:: Exercise prompt ::
Copy each line of the material beneath that holds the word "snow".

:: Source data ::
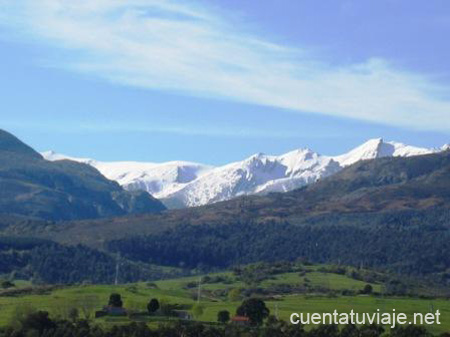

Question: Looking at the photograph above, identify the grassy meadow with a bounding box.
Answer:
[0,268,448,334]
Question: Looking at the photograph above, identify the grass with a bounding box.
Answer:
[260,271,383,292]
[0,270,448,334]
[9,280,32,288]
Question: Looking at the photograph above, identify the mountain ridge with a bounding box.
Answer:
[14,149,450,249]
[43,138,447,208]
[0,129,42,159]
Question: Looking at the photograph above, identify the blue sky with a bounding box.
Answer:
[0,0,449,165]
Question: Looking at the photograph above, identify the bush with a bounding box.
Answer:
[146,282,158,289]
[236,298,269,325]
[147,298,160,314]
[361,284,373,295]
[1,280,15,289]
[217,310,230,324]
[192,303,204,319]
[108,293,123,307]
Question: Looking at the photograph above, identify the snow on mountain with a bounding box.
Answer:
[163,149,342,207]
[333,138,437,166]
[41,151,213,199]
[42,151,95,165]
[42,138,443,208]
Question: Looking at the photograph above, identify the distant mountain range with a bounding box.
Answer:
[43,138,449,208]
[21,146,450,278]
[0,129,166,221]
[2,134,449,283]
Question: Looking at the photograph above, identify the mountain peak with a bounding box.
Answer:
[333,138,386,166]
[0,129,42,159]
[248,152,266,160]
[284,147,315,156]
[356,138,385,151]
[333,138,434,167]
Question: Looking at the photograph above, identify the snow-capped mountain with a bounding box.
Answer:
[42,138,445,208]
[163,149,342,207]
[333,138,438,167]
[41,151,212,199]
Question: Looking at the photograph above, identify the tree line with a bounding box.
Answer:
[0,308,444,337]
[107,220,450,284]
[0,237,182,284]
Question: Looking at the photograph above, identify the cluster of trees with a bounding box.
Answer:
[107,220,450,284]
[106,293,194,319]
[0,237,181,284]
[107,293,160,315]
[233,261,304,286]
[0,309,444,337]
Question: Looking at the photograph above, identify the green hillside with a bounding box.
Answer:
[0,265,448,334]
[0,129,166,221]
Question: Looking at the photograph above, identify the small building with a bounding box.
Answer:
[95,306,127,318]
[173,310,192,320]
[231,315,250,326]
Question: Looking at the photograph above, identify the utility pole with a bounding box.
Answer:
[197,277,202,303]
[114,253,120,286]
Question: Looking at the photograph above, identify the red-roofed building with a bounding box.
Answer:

:: Reply to the exercise ::
Question: Looking at the photograph above, identify the snow on mountain with a bounding box.
Question: Looking at the photograph above, identify the snow-capped mountain with a bounding box.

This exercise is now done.